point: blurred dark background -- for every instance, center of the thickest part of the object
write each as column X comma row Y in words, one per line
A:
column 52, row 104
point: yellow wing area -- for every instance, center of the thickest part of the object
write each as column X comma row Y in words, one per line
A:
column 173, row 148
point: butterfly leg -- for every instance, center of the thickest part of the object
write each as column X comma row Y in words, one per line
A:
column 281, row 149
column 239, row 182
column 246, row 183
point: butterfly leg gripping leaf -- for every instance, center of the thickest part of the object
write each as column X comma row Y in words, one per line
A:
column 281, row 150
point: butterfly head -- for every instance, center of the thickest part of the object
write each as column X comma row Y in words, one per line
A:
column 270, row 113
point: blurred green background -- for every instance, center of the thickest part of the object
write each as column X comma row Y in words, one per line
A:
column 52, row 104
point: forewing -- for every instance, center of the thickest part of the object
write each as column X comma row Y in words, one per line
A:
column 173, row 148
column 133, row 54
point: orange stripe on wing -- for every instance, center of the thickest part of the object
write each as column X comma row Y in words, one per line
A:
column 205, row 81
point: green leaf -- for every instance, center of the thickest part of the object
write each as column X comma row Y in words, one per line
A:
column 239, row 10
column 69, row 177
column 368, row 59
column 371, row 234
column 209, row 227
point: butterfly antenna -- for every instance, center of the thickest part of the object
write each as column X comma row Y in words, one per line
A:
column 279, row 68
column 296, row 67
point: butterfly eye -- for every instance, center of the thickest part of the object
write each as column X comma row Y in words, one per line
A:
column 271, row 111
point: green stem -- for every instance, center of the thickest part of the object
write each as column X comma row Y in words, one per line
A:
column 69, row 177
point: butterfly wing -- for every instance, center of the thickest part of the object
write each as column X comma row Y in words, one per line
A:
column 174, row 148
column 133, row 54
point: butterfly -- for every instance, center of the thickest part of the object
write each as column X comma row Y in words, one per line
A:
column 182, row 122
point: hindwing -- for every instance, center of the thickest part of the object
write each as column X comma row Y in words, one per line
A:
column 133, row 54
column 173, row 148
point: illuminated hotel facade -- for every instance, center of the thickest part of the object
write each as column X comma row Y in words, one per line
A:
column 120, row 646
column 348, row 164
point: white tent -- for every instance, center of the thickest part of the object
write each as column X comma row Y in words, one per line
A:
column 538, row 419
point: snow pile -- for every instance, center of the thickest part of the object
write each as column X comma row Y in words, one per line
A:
● ● ● ● ●
## OBJECTIVE
Output every line of the data above as a numbered list, omitting any blank lines.

## WRITTEN RESPONSE
1. point: blurred dark background -- for every instance, center of the thickest part of the object
2. write each as column X comma row Y in words, one per line
3. A:
4. column 52, row 104
5. point: yellow wing area -- for every instance, center of the thickest part of the object
6. write each as column X comma row Y in words, one per line
7. A:
8. column 173, row 148
9. point: butterfly leg -- for every instance, center of the thickest part of the object
10. write each as column X comma row Y in words, one per line
11. A:
12. column 281, row 149
13. column 239, row 182
14. column 246, row 183
15. point: butterfly leg gripping leaf -- for every instance, center of the thickest part of the object
16. write each as column X comma row Y in words, one per line
17. A:
18. column 281, row 150
19. point: butterfly head -- for every instance, center of the thickest part of the object
20. write each as column X comma row Y in words, one per line
21. A:
22. column 270, row 113
23. point: blurred green background -- for every instance, center of the thickest part of the object
24. write each as column X comma row Y in words, one per line
25. A:
26. column 52, row 104
27. point: forewing -- for every instance, center of the thickest part of the object
28. write each as column X comma row Y in words, one per line
29. A:
30. column 173, row 148
31. column 133, row 54
32. point: orange stripe on wing -- for every instance, center of the thickest part of the object
33. write each as column X comma row Y in words, one per line
34. A:
35. column 205, row 81
36. point: green leaf -- for every instance, center of the thickest part of the object
37. write each as column X comma row Y in words, one per line
38. A:
39. column 239, row 10
40. column 69, row 177
41. column 368, row 59
42. column 371, row 234
43. column 209, row 227
44. point: butterfly antenna -- for every instance, center of the thickest part of the object
45. write each as column X comma row Y in words, one per line
46. A:
47. column 279, row 68
48. column 296, row 67
49. point: butterfly eye -- for every instance, center of the thickest part of the object
50. write each as column X comma row Y in words, one per line
51. A:
52. column 271, row 111
53. point: green stem -- for every instance, center of the thickest part of the object
54. write each as column X comma row Y in words, one per line
55. A:
56. column 69, row 177
57. point: butterfly wing -- for every instance, center of the thickest part of the object
58. write each as column X comma row Y in words, one per line
59. A:
60. column 174, row 148
61. column 133, row 54
62. point: butterfly -- for every instance, center of the thickest part of the object
63. write each as column X comma row Y in words, one per line
64. A:
65. column 182, row 122
66. point: hindwing -- for every instance, center of the thickest part of the object
67. write each as column X comma row Y in words, one per line
68. A:
69. column 133, row 54
70. column 173, row 148
71. point: illuminated hotel facade -- for every instance, center of the thickest part of the object
72. write each as column X comma row Y in words, one per line
73. A:
74. column 120, row 646
75. column 348, row 164
76. point: white tent -- for every instance, center of the thickest part of the object
77. write each as column X comma row Y in words, one per line
78. A:
79. column 538, row 419
80. point: snow pile -- for every instance, center of the thickest part of the object
81. write each as column X comma row Y in words, one per line
82. A:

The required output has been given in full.